## Source excerpt
*****

Accusing some leader of corruption when most of them multiply their ‘declared’ wealth, already running into crores, sounds a wee bit awkward. There is never a question raised by the vigilant media as to how this financial wizardry is accomplished by these social-service worthies that may shame even the most adept money managers. The progressive norm like declaration of wealth by the peoples’ representative and public servants has only served to legitimize corruption of the declarants for the gullible people. Mayawati is certainly not an exception. While there is a scope for suspicion that the declaration in case of the traditional elites may constitute a fraction of their actual wealth, the newer addition to their club like Mayawati may be relatively closer to the actual. At least Mayawati paid over Rs. 26 crores income tax last year and became one of the top 20 income tax payers in the country, far ahead of richest billionaires like Mukesh and Anil Ambanis, and certainly the topmost among politicians.

*****

## Record extracts
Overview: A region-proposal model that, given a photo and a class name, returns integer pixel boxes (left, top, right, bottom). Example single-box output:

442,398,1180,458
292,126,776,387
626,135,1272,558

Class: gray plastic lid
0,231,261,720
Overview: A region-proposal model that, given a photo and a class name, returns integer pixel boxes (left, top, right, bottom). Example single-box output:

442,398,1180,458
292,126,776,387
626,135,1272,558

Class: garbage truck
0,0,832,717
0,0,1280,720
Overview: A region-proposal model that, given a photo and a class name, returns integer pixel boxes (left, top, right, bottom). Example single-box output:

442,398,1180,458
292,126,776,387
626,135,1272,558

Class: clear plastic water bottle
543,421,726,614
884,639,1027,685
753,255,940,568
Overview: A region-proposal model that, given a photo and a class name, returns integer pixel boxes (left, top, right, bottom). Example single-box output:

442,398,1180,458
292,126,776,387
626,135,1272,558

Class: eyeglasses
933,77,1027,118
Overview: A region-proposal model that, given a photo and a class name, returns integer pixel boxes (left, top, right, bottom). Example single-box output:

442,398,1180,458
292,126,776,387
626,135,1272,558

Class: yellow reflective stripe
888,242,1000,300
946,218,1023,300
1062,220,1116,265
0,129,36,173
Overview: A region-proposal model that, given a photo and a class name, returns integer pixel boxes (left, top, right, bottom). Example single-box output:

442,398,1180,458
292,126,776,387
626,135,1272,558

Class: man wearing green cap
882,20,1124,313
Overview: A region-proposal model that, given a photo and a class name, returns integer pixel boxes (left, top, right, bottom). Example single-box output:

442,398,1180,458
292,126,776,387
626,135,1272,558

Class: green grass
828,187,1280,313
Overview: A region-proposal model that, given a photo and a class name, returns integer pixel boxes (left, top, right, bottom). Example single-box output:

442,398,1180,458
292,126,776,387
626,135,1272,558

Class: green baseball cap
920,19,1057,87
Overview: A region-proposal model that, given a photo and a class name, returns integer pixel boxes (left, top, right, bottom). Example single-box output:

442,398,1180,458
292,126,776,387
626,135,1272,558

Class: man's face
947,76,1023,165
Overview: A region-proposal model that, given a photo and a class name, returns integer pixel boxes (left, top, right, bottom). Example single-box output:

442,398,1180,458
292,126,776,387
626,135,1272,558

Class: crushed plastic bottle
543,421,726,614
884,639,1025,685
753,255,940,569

*****

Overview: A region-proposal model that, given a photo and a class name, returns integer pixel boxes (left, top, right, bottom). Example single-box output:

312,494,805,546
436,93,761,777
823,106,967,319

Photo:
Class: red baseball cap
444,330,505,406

*****

Say whether each statement agrees with the excerpt on politicians' declared wealth, answering yes or no and quoting the words from the excerpt that decide it: (a) Mayawati paid more than Rs. 26 crores in income tax last year. (b) The media regularly asks how leaders manage to multiply their declared wealth. (c) Mayawati is presented as an exception among such leaders.

(a) Yes: "At least Mayawati paid over Rs. 26 crores income tax last year"
(b) No: "There is never a question raised by the vigilant media as to how this financial wizardry is accomplished"
(c) No: "Mayawati is certainly not an exception."